WHAT IS ASKED:
Reproduce all of the records below word for word, omitting the pictures.
● ● ● ● ● ● ●
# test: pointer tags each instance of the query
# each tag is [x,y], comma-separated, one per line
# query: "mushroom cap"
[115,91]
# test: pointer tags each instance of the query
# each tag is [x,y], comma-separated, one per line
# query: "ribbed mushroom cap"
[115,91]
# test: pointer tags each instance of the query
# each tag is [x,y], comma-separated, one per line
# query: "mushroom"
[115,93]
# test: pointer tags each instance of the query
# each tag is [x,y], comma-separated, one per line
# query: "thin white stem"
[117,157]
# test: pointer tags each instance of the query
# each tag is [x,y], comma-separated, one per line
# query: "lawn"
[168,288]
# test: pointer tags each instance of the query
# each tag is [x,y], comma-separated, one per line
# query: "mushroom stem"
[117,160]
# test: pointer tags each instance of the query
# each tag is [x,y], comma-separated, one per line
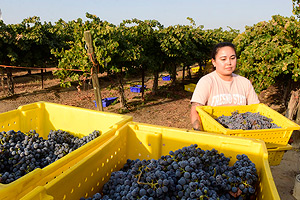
● ● ● ● ● ● ●
EXERCISE OUTPUT:
# test: pointer tags each instance of the query
# each tag is [x,y], comma-separated, one per line
# query: "mushroom cap"
[115,91]
# test: pointer tags each instance of the query
# each tag is [x,y], comma-separated, one per line
# query: "ribbed mushroom cap"
[115,91]
# test: pointer tags each instance of the query
# each tag is [x,y], comma-separated, one per line
# query: "mushroom"
[115,93]
# test: pointer tags each instance of the query
# each tag is [x,y], comma-separated, one per line
# query: "thin white stem"
[117,157]
# test: pointer tags each instance of the query
# each tag is [x,y], comma-separated, one per line
# query: "lawn"
[168,288]
# test: pointer tags each instance of the query
# each tag is [x,y], comma-separated, one per line
# query: "mushroom stem"
[117,160]
# test: pointer tags each instance of the query
# each tag is [x,y], comma-separated, one per line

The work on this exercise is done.